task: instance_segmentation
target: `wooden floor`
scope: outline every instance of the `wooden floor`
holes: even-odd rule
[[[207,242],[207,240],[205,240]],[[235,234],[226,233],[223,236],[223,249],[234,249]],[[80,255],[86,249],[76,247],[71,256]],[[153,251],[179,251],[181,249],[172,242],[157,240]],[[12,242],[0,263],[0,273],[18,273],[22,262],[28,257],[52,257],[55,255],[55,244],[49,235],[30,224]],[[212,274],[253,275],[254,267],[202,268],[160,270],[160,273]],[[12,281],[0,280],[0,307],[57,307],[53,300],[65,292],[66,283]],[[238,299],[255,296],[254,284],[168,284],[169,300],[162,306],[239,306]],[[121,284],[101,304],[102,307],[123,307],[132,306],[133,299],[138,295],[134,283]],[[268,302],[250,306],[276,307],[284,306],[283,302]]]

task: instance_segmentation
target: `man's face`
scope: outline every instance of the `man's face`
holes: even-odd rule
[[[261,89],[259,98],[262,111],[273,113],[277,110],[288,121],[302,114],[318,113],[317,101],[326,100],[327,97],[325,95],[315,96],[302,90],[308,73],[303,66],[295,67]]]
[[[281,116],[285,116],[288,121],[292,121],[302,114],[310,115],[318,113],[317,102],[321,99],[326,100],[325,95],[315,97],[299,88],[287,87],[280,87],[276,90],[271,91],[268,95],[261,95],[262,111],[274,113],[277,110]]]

**What to produce:**
Give back all the data exactly as written.

**In response:**
task: instance_segmentation
target: `wooden floor`
scope: outline every instance of the `wooden floor`
holes: even-odd rule
[[[207,242],[207,240],[205,240]],[[235,234],[226,233],[223,236],[223,249],[234,249]],[[80,255],[86,249],[76,247],[71,256]],[[153,251],[179,251],[181,249],[172,242],[157,240]],[[12,242],[0,263],[0,273],[18,273],[22,262],[28,257],[52,257],[55,255],[55,244],[49,235],[30,224]],[[212,274],[253,275],[254,267],[202,268],[160,270],[160,273]],[[12,281],[0,280],[0,307],[57,307],[53,300],[65,292],[66,283]],[[238,299],[255,296],[254,284],[168,284],[169,300],[162,306],[239,306]],[[121,284],[101,304],[102,307],[123,307],[132,306],[133,299],[138,295],[134,283]],[[268,302],[250,306],[276,307],[284,306],[283,302]]]

task: instance_segmentation
target: `man's face`
scope: outline every instance of the `man's face`
holes: even-odd rule
[[[261,89],[259,98],[262,111],[273,113],[277,110],[288,121],[302,114],[318,113],[317,101],[326,100],[327,97],[325,95],[315,96],[302,90],[308,73],[303,66],[295,67]]]
[[[281,116],[285,116],[288,121],[292,121],[302,114],[310,115],[318,113],[317,102],[321,99],[326,100],[325,95],[315,97],[299,88],[287,87],[280,87],[276,90],[271,91],[268,95],[261,95],[262,111],[274,113],[277,110]]]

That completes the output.